_What is required_
Using the malaria vaccine article below, decide whether each statement agrees with it, answering yes or no and quoting the deciding words: 1. The grant was awarded through the Grand Challenges Explorations program. 2. GPI is a parasite protein. 3. The grant was worth US$10 million.

_Reading passage_

Bill and Melinda Gates Foundation
World's first carbohydrate malaria vaccine wins Gates Foundation grant
A Walter and Eliza Hall Institute project to develop the world’s first carbohydrate-based malaria vaccine has received a US$1 million grant from the Bill & Melinda Gates Foundation, through the Grand Challenges Explorations program.
The vaccine, developed by Professor Louis Schofield from the institute’s Infection and Immunity division, targets an essential Plasmodium parasite carbohydrate called GPI (glycosylphosphatidylinositol). GPI is also a toxin produced by the Plasmodium parasite that has previously been identified as a major determinant in the severity and fatality of disease.
Associate Professor Schofield said the US$1 million Grand Challenges Explorations Phase II funding will allow the team to advance development and preclinical trials that will test the ability of the vaccine to interrupt transmission of the parasite, and decrease the severity of the disease.
“The anti-GPI vaccine is novel in that it is the first potential antimalarial vaccine that targets a parasite carbohydrate, rather than a protein,” he said. “Malaria parasites invest considerable effort in evading the immune system, continuously modifying its proteins to avoid detection, which is why a malaria vaccine has continued to be elusive. A vaccine that targets a highly conserved carbohydrate target could be especially effective in treating malaria.”

_Provided information_

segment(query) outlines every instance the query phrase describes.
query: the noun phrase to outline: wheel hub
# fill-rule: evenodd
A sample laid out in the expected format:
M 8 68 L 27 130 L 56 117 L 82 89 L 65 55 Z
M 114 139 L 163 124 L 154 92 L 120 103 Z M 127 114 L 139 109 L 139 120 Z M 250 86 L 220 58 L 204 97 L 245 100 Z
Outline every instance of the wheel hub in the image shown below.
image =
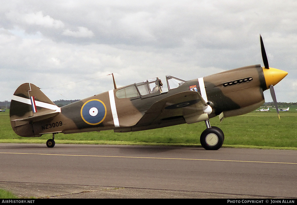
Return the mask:
M 205 141 L 210 146 L 214 146 L 219 142 L 219 138 L 214 133 L 210 133 L 205 138 Z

_Solution to the exercise_
1. Yes: "through the Grand Challenges Explorations program"
2. No: "an essential Plasmodium parasite carbohydrate called GPI"
3. No: "has received a US$1 million grant"